Job | Reproduce the material below verbatim, from its first line through the line containing "point(158, 203)", inclusive. Omit the pictures from your reply.

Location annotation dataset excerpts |
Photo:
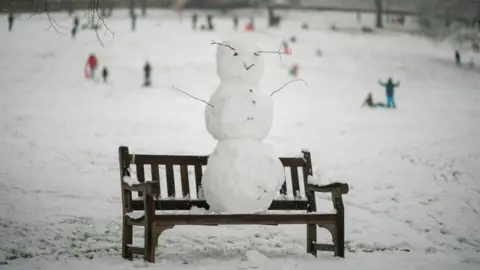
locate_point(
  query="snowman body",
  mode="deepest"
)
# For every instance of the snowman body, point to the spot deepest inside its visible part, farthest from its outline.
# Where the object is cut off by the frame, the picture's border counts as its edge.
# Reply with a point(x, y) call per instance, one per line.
point(243, 174)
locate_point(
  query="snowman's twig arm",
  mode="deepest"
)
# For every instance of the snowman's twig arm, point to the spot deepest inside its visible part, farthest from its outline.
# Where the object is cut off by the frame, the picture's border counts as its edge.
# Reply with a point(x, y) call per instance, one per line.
point(278, 90)
point(226, 45)
point(178, 89)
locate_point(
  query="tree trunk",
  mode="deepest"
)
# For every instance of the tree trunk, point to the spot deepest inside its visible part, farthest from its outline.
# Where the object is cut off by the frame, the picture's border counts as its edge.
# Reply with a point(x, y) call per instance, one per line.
point(379, 13)
point(144, 8)
point(132, 8)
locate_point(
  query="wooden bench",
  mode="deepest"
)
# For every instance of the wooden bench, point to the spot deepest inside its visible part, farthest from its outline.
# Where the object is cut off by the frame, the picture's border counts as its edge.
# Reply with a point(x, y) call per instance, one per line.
point(158, 203)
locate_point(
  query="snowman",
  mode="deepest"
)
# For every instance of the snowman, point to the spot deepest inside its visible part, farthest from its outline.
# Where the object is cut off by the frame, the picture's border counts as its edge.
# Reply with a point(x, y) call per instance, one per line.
point(243, 174)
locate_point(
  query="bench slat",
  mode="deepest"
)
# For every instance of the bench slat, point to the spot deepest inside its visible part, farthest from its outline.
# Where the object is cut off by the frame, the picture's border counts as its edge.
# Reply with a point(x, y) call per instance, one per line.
point(170, 180)
point(140, 176)
point(155, 175)
point(295, 180)
point(292, 162)
point(239, 219)
point(173, 160)
point(188, 204)
point(198, 177)
point(184, 179)
point(200, 160)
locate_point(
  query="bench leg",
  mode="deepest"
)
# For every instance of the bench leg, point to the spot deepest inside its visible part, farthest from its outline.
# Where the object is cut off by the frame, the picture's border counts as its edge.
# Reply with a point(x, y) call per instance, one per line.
point(340, 237)
point(150, 242)
point(311, 239)
point(127, 239)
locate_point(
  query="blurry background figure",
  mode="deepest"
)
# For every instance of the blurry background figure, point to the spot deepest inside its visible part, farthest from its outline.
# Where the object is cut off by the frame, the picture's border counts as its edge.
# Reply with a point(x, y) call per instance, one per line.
point(390, 91)
point(286, 48)
point(294, 70)
point(147, 69)
point(194, 21)
point(235, 22)
point(91, 66)
point(134, 21)
point(369, 102)
point(210, 22)
point(11, 18)
point(76, 23)
point(105, 74)
point(250, 26)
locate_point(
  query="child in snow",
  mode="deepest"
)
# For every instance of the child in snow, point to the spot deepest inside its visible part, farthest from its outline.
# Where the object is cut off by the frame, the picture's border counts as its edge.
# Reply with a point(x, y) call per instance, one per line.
point(286, 49)
point(147, 70)
point(91, 66)
point(235, 22)
point(369, 102)
point(294, 70)
point(105, 74)
point(10, 21)
point(194, 21)
point(390, 91)
point(457, 58)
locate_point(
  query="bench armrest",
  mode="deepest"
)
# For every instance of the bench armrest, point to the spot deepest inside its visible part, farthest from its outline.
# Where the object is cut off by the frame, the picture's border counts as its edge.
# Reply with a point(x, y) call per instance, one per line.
point(149, 187)
point(341, 188)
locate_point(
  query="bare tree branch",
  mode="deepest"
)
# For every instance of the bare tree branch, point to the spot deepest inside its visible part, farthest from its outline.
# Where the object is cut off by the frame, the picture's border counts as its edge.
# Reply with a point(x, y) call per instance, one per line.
point(178, 89)
point(296, 80)
point(92, 14)
point(279, 52)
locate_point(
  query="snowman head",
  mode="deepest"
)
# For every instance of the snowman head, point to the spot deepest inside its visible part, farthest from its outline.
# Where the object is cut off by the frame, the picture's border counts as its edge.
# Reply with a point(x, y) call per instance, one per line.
point(240, 61)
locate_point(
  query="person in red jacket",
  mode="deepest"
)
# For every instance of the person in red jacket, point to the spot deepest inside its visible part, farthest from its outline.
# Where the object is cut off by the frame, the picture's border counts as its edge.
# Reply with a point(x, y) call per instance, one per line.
point(91, 66)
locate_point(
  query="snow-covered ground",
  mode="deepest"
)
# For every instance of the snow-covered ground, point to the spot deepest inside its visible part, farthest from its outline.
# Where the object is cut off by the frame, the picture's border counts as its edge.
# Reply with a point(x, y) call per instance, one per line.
point(414, 172)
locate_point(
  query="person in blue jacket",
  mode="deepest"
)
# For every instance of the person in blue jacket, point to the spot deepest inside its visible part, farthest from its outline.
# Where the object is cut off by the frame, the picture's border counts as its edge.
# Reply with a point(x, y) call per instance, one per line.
point(390, 91)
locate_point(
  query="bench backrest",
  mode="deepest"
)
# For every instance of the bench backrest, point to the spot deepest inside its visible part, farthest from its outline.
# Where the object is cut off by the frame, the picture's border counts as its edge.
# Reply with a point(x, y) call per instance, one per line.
point(180, 178)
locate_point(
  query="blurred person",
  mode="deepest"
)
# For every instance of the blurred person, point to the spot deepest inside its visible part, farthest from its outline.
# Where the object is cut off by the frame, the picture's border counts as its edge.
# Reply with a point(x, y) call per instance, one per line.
point(390, 91)
point(369, 102)
point(105, 74)
point(91, 66)
point(194, 21)
point(147, 69)
point(10, 18)
point(458, 59)
point(235, 22)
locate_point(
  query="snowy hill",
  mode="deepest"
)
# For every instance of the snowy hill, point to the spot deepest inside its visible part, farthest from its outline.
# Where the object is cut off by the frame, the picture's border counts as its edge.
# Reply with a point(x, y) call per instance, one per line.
point(414, 172)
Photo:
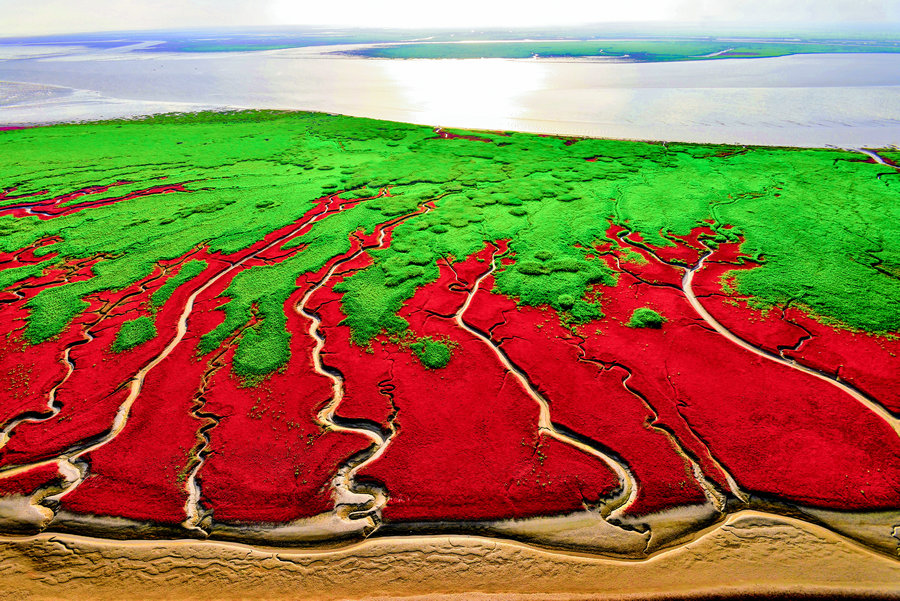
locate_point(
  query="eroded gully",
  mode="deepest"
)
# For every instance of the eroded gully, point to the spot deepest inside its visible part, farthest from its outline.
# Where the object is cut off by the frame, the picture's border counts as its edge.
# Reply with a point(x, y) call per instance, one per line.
point(353, 502)
point(628, 492)
point(70, 464)
point(686, 286)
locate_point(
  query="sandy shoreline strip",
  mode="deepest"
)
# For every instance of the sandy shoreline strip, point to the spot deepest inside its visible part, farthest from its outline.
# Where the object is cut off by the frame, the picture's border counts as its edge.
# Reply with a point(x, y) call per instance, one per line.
point(751, 554)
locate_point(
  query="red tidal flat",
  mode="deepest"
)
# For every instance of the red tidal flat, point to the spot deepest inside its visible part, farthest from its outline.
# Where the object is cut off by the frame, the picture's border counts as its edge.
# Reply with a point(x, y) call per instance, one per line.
point(469, 448)
point(866, 361)
point(592, 399)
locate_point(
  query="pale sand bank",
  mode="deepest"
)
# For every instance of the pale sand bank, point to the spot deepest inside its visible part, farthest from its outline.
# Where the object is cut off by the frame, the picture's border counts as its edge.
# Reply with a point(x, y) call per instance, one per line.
point(750, 553)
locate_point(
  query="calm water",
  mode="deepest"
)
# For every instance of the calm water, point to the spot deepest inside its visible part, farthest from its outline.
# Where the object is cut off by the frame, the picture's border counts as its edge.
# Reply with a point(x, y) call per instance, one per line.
point(813, 100)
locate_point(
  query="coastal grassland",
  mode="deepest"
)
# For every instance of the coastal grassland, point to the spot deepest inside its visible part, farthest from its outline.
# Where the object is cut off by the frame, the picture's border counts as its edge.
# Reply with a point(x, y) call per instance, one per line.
point(635, 50)
point(821, 221)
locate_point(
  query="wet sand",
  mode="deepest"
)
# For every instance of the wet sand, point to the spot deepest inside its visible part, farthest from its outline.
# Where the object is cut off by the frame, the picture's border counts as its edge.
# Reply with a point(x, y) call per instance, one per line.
point(750, 554)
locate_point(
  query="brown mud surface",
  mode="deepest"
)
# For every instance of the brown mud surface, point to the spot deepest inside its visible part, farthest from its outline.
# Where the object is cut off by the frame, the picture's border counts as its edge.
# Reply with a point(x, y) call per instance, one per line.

Response |
Photo:
locate_point(
  query="snowman body",
  mode="deepest"
)
# For every instance of the snowman body, point to the spot deepest inside its visible part, farthest from its outline.
# Where the object is cut off by the frame, the picture's border counts as its edge.
# Reply with a point(x, y) call per instance, one per line.
point(243, 174)
locate_point(
  query="snowman's twig arm",
  mode="deepest"
)
# For every instance of the snowman's twig arm, point to the spot deepest inside its visible part, farthest from its outline.
# Where the object is cut off by the frame, the picture's border counts as its edge.
# Reply with a point(x, y) call per instance, one per line.
point(278, 90)
point(226, 45)
point(178, 89)
locate_point(
  query="tree trunk",
  mode="deepest"
)
# For every instance of the tree trunk, point to the spot deepest inside its visible part, farthest from its outline.
# Where the object is cut off by the frame, the picture's border counts as its edge.
# Reply with a point(x, y) call per instance, one per line.
point(379, 13)
point(144, 8)
point(132, 8)
locate_point(
  query="wooden bench",
  mode="deepest"
)
# For every instance of the wooden bench, point to the spot deepest inside its visible part, farthest from its outline.
# Where the object is cut off by the frame, the picture's border counts as its edge.
# Reply with a point(x, y) call per instance, one per line.
point(158, 203)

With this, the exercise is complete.